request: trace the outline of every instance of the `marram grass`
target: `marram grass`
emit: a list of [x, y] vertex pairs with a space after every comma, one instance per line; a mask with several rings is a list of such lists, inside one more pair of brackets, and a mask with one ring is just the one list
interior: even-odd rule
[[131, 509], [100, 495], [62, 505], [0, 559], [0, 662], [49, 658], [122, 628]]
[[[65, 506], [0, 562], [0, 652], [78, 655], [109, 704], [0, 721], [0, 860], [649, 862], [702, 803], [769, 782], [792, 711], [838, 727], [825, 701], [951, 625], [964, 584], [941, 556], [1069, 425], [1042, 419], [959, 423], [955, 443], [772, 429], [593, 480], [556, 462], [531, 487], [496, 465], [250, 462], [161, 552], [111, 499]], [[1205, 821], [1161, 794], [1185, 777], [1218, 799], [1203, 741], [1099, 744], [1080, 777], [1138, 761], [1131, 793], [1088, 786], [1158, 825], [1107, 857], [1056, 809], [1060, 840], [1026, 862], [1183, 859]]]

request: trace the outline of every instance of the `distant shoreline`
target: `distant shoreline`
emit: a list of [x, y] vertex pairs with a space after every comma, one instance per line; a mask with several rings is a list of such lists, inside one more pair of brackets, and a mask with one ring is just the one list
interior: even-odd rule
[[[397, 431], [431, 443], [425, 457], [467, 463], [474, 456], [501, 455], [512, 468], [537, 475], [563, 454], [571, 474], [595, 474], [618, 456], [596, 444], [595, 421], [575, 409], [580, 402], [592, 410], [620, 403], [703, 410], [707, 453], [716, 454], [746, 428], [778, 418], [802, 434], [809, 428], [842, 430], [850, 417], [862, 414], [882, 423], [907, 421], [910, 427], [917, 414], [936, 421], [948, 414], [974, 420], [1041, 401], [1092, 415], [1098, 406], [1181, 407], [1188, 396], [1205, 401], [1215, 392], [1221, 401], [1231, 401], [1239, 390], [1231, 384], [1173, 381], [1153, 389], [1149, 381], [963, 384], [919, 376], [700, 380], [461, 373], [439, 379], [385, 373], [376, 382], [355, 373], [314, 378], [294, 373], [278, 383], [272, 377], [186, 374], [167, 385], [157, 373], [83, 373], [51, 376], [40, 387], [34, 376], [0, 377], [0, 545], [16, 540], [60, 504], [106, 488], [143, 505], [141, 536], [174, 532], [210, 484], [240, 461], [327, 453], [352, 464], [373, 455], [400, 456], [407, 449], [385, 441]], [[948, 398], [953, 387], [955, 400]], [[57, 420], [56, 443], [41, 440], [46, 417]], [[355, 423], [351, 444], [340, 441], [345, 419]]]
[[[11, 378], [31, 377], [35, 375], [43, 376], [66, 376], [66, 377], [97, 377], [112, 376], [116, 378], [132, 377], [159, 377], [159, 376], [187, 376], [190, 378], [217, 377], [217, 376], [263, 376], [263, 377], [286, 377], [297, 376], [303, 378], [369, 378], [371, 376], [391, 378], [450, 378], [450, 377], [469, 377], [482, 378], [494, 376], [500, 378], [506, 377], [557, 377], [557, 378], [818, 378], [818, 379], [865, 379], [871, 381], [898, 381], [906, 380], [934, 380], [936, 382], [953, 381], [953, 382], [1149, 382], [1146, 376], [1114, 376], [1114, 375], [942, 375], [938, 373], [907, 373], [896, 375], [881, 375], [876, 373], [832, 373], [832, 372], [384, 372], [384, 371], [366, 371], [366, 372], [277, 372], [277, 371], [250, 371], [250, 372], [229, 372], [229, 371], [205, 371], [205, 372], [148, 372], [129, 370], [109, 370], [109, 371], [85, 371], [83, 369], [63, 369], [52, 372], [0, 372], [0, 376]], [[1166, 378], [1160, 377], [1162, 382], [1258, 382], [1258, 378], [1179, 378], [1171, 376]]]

=======

Problem requirements
A single number is the answer here: how many lines of the material contain the string "grass"?

Response
2